> _Набор заданий_
• a. За что, согласно фрагменту об определении Гизо, можно упрекнуть Гизо?
• b. Продолжите фрагмент об определении Гизо после его последнего предложения.

> _Фрагмент документа_
"""

Когда смотришь на развитие народов естественно, о исторической точки зрения, то определение Гизо кажется почти совершенно удовлетворительным. Оно очень широко захватывает историю народов и очень определительно выражает собою общее стремление нашего времени возводить факты к идеям, а идеи призывать на окончательный суд и поверку фактами. В одном можно упрекнуть Гизо: он слишком резко отделяет моральную силу от материальной, как будто сила находится где-то отдельно от материи, а не в ней самой. Впрочем, в сущности, мысль Гизо может иметь следующий смысл. Бывает, что общественные улучшения, которые должны быть результатом известной степени развития народа, появляются в нем тогда, когда он еще не достиг до этой степени развития. Таким образом — как будто нет нравственной основы для материального благосостояния, и она действительно может не быть в самом этом обществе, а быть принесена извне, и в таком случае само видимое благосостояние общества угрожает непрочностью. В таком смысле — положение Гизо представляется вполне верным.

"""

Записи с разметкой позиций
"""

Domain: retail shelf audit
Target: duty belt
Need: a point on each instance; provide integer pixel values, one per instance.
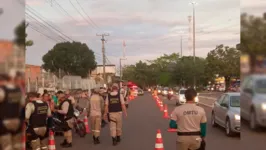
(188, 133)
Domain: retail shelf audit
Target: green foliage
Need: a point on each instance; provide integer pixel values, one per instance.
(171, 70)
(21, 35)
(224, 61)
(70, 58)
(253, 34)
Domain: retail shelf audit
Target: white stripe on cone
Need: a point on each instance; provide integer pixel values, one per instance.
(159, 145)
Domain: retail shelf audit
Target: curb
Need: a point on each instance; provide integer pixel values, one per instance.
(210, 98)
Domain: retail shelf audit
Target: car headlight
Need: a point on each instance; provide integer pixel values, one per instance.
(237, 117)
(263, 106)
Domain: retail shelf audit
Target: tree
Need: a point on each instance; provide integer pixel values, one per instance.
(185, 70)
(21, 35)
(223, 61)
(253, 36)
(70, 59)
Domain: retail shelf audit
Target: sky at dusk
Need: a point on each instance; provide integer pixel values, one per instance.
(149, 28)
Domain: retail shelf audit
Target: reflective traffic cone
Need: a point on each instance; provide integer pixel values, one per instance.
(51, 143)
(166, 116)
(23, 141)
(87, 124)
(159, 141)
(171, 130)
(161, 107)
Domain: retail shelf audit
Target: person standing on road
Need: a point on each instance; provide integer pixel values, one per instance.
(11, 104)
(95, 112)
(36, 115)
(114, 106)
(190, 121)
(66, 114)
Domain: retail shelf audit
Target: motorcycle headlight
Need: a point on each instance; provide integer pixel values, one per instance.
(263, 106)
(237, 117)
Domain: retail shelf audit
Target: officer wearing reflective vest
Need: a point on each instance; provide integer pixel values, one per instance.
(190, 121)
(66, 114)
(11, 104)
(114, 106)
(36, 116)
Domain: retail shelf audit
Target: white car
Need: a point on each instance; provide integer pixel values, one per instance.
(181, 97)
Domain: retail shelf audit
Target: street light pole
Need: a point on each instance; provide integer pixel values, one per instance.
(194, 59)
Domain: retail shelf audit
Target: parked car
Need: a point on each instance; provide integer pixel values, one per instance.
(253, 100)
(165, 91)
(226, 113)
(159, 90)
(181, 97)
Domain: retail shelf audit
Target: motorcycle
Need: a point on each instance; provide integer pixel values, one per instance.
(79, 124)
(170, 95)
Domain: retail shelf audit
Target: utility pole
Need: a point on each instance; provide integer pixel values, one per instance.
(181, 46)
(103, 53)
(194, 61)
(120, 60)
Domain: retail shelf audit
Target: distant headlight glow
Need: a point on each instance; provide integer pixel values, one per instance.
(196, 99)
(237, 117)
(263, 106)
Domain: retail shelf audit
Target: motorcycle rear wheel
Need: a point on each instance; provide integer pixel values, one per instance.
(81, 129)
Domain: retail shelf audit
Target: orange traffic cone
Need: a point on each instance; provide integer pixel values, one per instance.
(165, 112)
(87, 124)
(24, 138)
(171, 130)
(51, 143)
(159, 141)
(161, 107)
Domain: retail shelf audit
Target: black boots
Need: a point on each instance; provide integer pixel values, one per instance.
(116, 140)
(65, 144)
(96, 140)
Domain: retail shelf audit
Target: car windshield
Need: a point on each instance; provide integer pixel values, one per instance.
(235, 101)
(182, 91)
(260, 86)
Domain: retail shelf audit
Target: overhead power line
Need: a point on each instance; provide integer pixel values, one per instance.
(49, 37)
(82, 15)
(87, 15)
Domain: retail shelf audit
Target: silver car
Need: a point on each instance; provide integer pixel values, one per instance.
(181, 97)
(226, 113)
(253, 100)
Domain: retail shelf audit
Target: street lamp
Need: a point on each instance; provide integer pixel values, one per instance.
(194, 61)
(1, 11)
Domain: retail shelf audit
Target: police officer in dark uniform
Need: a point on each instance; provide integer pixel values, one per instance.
(66, 114)
(114, 106)
(36, 115)
(11, 103)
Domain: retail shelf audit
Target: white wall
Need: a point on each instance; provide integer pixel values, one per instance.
(108, 69)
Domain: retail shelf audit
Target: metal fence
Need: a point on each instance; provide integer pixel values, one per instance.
(50, 81)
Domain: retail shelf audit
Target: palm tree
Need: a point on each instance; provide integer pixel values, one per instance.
(21, 35)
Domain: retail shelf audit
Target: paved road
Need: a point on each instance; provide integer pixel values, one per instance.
(145, 118)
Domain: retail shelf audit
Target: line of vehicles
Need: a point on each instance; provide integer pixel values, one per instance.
(177, 94)
(249, 104)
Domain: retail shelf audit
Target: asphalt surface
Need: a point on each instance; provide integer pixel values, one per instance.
(145, 118)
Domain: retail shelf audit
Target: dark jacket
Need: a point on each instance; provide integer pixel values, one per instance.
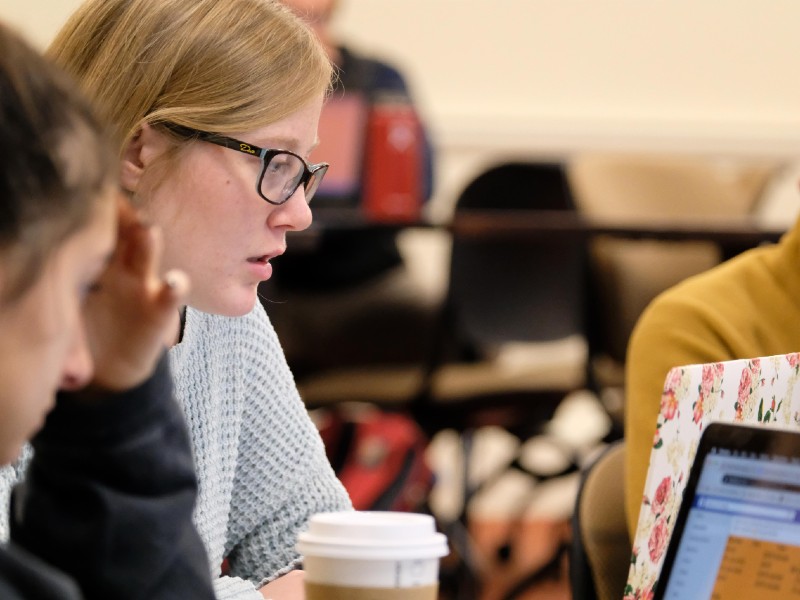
(106, 507)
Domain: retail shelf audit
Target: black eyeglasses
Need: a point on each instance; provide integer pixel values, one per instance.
(282, 171)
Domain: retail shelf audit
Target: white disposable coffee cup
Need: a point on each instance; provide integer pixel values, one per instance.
(372, 549)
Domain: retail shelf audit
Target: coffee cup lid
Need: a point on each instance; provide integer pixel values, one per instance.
(372, 535)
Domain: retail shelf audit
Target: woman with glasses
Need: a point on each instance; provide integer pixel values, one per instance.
(106, 509)
(215, 105)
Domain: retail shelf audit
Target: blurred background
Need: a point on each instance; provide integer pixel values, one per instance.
(698, 103)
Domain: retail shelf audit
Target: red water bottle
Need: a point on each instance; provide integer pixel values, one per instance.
(393, 162)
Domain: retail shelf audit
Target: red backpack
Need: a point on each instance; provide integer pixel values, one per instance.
(378, 455)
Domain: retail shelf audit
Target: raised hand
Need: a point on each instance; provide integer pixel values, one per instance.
(134, 311)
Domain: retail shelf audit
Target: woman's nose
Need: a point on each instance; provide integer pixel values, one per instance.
(78, 366)
(294, 214)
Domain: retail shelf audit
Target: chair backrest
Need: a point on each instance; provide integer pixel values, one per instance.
(601, 547)
(517, 290)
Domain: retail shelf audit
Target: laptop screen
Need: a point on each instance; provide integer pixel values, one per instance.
(740, 534)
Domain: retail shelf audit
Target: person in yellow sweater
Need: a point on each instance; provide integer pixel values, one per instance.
(748, 306)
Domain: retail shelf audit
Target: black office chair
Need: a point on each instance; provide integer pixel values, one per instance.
(512, 341)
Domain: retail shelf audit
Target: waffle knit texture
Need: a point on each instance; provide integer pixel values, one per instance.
(260, 460)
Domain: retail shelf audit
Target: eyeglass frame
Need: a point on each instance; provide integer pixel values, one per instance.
(311, 172)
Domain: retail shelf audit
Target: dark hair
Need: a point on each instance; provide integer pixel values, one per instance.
(55, 161)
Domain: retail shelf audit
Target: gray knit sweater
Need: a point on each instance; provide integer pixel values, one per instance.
(260, 461)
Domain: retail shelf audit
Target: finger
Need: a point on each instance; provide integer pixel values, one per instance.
(174, 289)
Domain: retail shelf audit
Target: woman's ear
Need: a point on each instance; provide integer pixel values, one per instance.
(143, 148)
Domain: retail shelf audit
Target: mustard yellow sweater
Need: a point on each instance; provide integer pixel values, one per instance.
(748, 306)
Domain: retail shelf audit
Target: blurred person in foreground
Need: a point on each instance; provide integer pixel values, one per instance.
(214, 105)
(106, 507)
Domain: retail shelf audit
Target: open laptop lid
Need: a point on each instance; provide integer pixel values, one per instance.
(737, 534)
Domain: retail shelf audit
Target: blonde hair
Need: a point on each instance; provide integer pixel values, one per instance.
(216, 65)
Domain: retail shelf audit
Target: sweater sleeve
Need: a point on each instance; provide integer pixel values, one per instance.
(283, 475)
(675, 330)
(109, 494)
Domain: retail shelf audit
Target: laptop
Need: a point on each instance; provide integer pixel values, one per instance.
(737, 533)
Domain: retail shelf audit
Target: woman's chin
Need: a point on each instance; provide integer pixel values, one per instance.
(231, 305)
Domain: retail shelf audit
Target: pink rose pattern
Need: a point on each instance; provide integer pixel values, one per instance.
(692, 397)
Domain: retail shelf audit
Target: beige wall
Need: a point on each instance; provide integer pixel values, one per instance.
(499, 78)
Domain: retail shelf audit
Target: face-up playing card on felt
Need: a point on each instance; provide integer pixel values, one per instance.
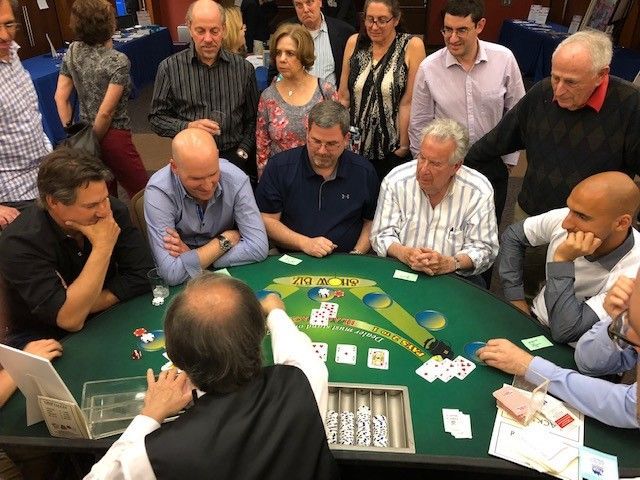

"""

> _Ответы по заданиям_
• a. За то, что он слишком резко отделяет моральную силу от материальной.

• b.
Но г. Жеребцов не опроверг и не дополнил того, что может подать повод к возражениям у Гизо. Напротив, с тем, что моральная сила есть нечто совершенно особое, вовсе не находящееся в материальных предметах, а навязываемое им извне, — с этим он вполне согласен. Определение цивилизации, сделанное у Гизо, не могло понравиться ему по другой причине. По мнению г. Жеребцова, идеи, управлявшие историей России, начала, по которым народ наш развивался, были всегда высоки, непреложны и благотворны, начиная от новгородских славян и от князя Владимира киевского. Но общественные улучшения вводились в стране очень медленно (этого не может не сознать автор) и вовсе не соответствовали этой высокой степени развития, на которой отдельные лица стояли у нас уже в самые древние времена. Так продолжалось много столетий, и, следовательно, если бы уж признать положение Гизо, то пришлось бы идеи, управлявшие развитием древней Руси, сравнить с негреющим солнцем и признать бесплодными, немощными относительно общественного благосостояния. А г. Жеребцов никак не хочет признать этого; он, напротив, начала древней Руси ставит даже в пример для нынешней. — Следовало, значит, сочинить собственное, народное определение цивилизации, в котором бы идеи и умственное развитие человека были сами по себе, а общественное благосостояние — само по себе. Г-н Жеребцов и сочинил такое определение, в котором превзошел самого себя и из которого он ясно мог вывестъ, что идеи, господствовавшие в древней Руси, вовсе и не должны были способствовать общественным улучшениям и материальному благосостоянию. Вот его определение:

«Совершенная цивилизация состоит, по нашему мнению, в высшем развитии умственных и нравственных способностей всех лиц, составляющих нацию, — в развитии, приспособленном к возможно большему благу всех и каждого».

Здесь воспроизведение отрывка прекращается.